But you came here to hear about the Impala. The army-green, widest-car-ever, 356cc engine block 1976 Chevrolet Impala, with its truly awful/incredible 9 MPG city, 15 MPG hwy (yes, rilly).
Now, Dave thinks this story takes place in the Winter, while I believe it was Spring. Nonetheless, due to either a dousing of rain or a semi-frost, the roads were slick - and the earth was muddy. We took no notice of this on the way to the cabin, but after a few hours of Rockin' Out - we needed a break, so we hopped back in the Impala.
Dave: The feeling of driving a 1976 Impala is the feeling of
driving a boat, truly. The seats are so sproingy that you glide around
on a surface of hovercraft-like cushion. And because of the severe weight of the
car, they had to equip it with the most responsive power steering I have ever seen anywhere. Turn the wheel a degree, and the tires moved 10-15 degrees, it seemed. God help you if the power steering failed. (Yes, at some point this did
happen to me, and I will tell you that wrestling a kangaroo to the ground would be easier than changing lanes.)
We managed to find, as I recall, a Chinese place called (no lie) Fuking Gourmet. I don't recall the food, but I do recall being fairly glad we found it, since we were running out of places to look for food, and we'd nearly died five minutes earlier.
Ah yes, those of you waiting for the story to get interesting have arrived at your destination (and I'm not strictly speaking of the Fuking Gourmet). I refer to the 'near-death' part - oh, had we not mentioned that yet? As I'm pretty certain that it was Dave's driving that keeps this as a "near" death experience, I'll allow him to continue -
Dave: Well, the road back out to Route 17 is still very narrow, not designed for vehicles traveling more than 45 miles an hour. Of course, this means that locals travel a bit faster than that, on the average, which tends not to be a problem until you actually meet someone or something going the other direction. In those days, you had only a scant probability of that happening.
But you wanted to hear about the dump truck. We were headed north on the road, back to Route 17, so that we could head south (Yeah, that makes no sense, but that's how you had to get back to the interstate). That truck was headed back toward our little street in one of the turns where there is a pretty
good hill. We were going a normalish speed of maybe 45 when this truck came over the crest, going at a similar pace. So - two vehicles maxing out the safe, both very wide characters.

The Impala just fits in the lane, and a dump truck only
fits if you take a kind of "tennis approach" whereby "fitting in the
lane" includes being on the center line. It does NOT help matters when said truck
decides to travel the turn without regard to lanes at all, making the generally-safe assumption that you can drive half in the other lane. That would be MY lane.

With nowhere to go, we went off the shoulder. Now, this would be
messy anyway, but the particular spot we went off the shoulder was a steep drop from pavement to grass. That would only have been concern for the paint job and
suspension if it had not been for the fact of the ditch.

**RAW DATA**:

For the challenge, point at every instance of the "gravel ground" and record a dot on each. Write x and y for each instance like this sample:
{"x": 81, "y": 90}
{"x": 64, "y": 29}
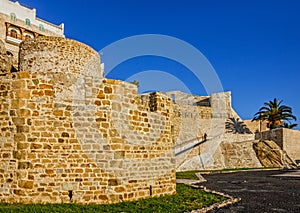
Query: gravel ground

**CHALLENGE A**: Using the Impala story, say whether each statement agrees with the text, answering yes or no and quoting the words that decide it: (i) The 1976 Chevrolet Impala was army-green. (ii) Dave and the other storyteller agree that the story took place in the Winter. (iii) The road back out to Route 17 was designed for vehicles traveling more than 45 miles an hour.
**CHALLENGE B**: Write out the part of the Impala story that opens with the words containing "Dave: The feeling" and closes with "than changing lanes.)", changing "power steering" to "steering system" throughout.
**CHALLENGE C**: What city and highway gas mileage does the Impala story give for the 1976 Chevrolet Impala?
The listing isn't needed for anything here.

**TASK RESULT A**:
(i) Yes: "The army-green, widest-car-ever, 356cc engine block 1976 Chevrolet Impala"
(ii) No: "Dave thinks this story takes place in the Winter, while I believe it was Spring."
(iii) No: "not designed for vehicles traveling more than 45 miles an hour."

**TASK RESULT B**:
Dave: The feeling of driving a 1976 Impala is the feeling of
driving a boat, truly. The seats are so sproingy that you glide around
on a surface of hovercraft-like cushion. And because of the severe weight of the
car, they had to equip it with the most responsive steering system I have ever seen anywhere. Turn the wheel a degree, and the tires moved 10-15 degrees, it seemed. God help you if the steering system failed. (Yes, at some point this did
happen to me, and I will tell you that wrestling a kangaroo to the ground would be easier than changing lanes.)

**TASK RESULT C**: 9 MPG in the city and 15 MPG on the highway.